# Work instruction
In the article below about the halted military entrance testing, why can't recruiting stations take over giving the official exam?

# Document excerpt
------------------------------------------------------------

The Armed Services Vocational Aptitude Battery (ASVAB) examinees from Yokota High School take the test at Yokota Air Base, Japan.

Thousands of potential applicants -- including high school students -- may face challenges in taking the military's entrance exam after a pair of programs that put testers in high schools and remote testing sites were halted last week.

Marshall Smith, a spokesman for Military Entrance Processing Command, on Wednesday confirmed the halt to the programs that provided testing to about 65,000 applicants at remote locations last year. The shuttering could close off a key pool of recruits just as the services prepare for the summer and the busiest time of the year for recruiting[1].

Military.com on Tuesday first reported[2] that the command was shutting down its Military Entrance Testing program, which is designed to aid recruiting by offering the entrance exam, known as the Armed Services Vocational Aptitude Battery, or ASVAB[3], to potential recruits at closer locations and more convenient hours. 

Read Next: There's a New War Game for 'Nerds with a Drive for Violence.' It's Spreading Across the Marine Corps.[4]

Military.com spoke with a tester with the program from a state in the Deep South who was furloughed last week, and they were offered anonymity in order to share their experiences freely, without fear of retribution.

The tester's bosses told them ahead of the halt to the programs that they and their coworkers were all "critical to the mission" and that the office was "working for exemptions."

"Then I went to work on Thursday, and 17 minutes prior to the conclusion of my shift, I was suspended," they said.

Military recruiters are able to offer practice or abbreviated versions of the test at recruiting stations, but the official exam has to be conducted in a formal test-taking environment run by testers like the one who spoke with Military.com.

"We were testing over 1,000 people a month" and, in 2024, the tester said they tested "over 12,000 high school applicants within our region, which exceeded our goal."

When first asked about the halt to testing services, officials for Defense Secretary Pete Hegseth initially referred Military.com to a memo written by Darin Selnick, who is performing the duties of under secretary of defense for personnel and readiness, that was issued March 5[5] and restricted almost all civilian travel on government credit cards.

On Wednesday, officials in Hegseth's office still had no comment on the policy or its impacts on the testing programs aside from referring back to the travel memo.

Without details from the Pentagon, the full scope of the testing program shutdown is still unknown. But it comes at a critical time for military recruiting when all the services are trying to hold on to the gains they've made in dealing with serious shortfalls in recruiting over the last several years.

"We're right around the corner from the summer, and in the summer we get what you call the summer surge," the tester explained, adding that it's the time in the year when "everybody's out of school, everybody has a chance to take the test, everybody has a chance to go to basic training."

"For the services to meet their mission ... they require all the bodies that we had manning all these stations," they added.

------------------------------------------------------------

# Record extracts

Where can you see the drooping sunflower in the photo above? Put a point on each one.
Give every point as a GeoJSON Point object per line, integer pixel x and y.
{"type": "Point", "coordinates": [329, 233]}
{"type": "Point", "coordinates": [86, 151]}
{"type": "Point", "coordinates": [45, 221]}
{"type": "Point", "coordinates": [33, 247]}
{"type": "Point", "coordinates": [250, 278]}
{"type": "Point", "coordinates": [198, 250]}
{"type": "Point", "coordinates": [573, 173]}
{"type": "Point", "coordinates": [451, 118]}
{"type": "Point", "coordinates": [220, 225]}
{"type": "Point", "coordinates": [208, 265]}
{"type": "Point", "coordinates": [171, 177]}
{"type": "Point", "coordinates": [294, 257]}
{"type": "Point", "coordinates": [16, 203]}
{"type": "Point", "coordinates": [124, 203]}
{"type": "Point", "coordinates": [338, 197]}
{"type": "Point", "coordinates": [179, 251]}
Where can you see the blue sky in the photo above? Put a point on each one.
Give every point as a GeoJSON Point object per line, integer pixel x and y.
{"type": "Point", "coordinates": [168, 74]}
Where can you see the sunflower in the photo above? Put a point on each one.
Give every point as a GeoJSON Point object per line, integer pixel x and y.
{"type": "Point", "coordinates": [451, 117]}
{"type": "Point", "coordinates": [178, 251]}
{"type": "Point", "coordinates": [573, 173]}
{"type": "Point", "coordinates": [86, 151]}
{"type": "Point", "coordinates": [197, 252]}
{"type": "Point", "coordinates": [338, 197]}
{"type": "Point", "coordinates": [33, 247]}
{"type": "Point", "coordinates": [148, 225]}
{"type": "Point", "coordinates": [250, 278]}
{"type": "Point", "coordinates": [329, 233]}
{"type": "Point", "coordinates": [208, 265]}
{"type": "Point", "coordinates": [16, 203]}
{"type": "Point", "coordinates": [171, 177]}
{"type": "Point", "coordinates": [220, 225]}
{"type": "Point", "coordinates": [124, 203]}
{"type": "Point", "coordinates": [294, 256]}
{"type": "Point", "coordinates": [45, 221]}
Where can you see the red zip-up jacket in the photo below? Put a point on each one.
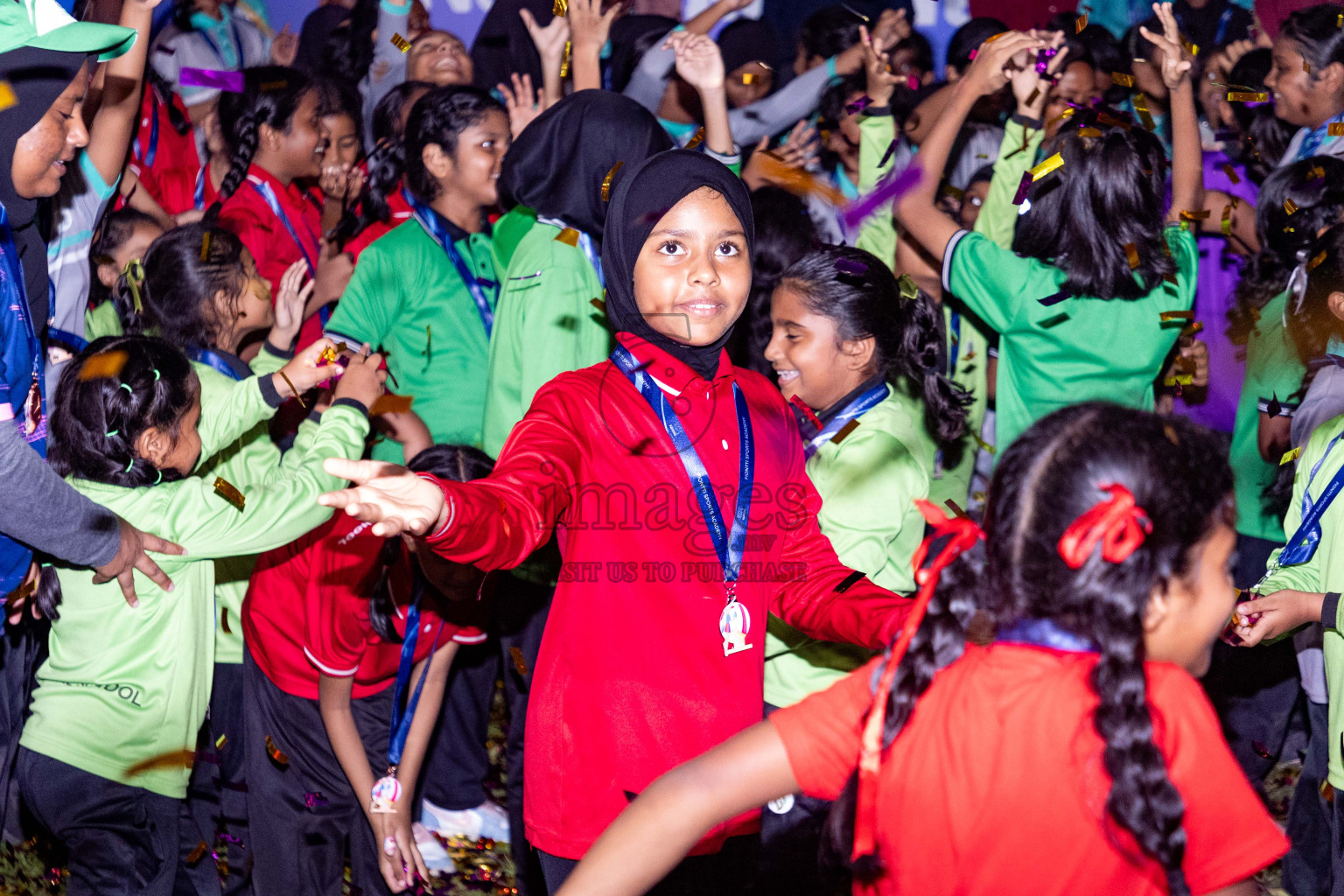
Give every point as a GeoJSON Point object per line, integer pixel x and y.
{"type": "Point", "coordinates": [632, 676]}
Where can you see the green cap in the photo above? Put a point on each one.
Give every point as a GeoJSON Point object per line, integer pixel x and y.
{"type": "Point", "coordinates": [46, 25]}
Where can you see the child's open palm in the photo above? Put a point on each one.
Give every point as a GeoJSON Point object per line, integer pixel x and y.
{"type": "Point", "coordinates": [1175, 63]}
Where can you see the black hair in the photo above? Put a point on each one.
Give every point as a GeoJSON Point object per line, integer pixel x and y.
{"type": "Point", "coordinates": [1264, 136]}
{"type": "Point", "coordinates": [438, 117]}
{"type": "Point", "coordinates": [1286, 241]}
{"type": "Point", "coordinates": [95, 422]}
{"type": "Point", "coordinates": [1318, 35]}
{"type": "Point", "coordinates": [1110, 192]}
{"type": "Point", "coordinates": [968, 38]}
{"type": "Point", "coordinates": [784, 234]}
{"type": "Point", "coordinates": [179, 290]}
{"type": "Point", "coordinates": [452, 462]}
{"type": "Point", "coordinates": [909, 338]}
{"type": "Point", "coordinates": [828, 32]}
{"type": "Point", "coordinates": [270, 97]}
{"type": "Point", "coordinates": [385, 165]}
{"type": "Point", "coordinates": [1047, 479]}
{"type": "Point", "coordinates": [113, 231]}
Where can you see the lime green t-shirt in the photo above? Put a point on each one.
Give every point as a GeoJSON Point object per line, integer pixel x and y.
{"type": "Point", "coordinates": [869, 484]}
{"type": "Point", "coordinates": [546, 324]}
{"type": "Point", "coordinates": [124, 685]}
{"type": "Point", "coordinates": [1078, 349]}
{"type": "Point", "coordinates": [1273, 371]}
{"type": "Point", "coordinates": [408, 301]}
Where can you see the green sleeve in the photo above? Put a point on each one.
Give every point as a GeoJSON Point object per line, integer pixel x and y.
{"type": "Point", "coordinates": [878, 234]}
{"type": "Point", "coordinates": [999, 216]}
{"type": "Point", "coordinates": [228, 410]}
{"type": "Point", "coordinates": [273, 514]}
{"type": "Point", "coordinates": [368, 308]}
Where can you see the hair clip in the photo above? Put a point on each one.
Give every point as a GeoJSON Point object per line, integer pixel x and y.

------------------------------------------------------------

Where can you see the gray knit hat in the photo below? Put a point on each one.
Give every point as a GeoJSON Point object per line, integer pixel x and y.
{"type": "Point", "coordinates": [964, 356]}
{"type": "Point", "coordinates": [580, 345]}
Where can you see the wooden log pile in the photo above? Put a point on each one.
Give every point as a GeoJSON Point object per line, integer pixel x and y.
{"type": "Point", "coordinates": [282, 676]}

------------------------------------------------------------

# Task response
Recruiters can only offer practice or shortened versions of the test at recruiting stations. The official exam has to be given in a formal test-taking setting run by testers like the one who spoke with Military.com.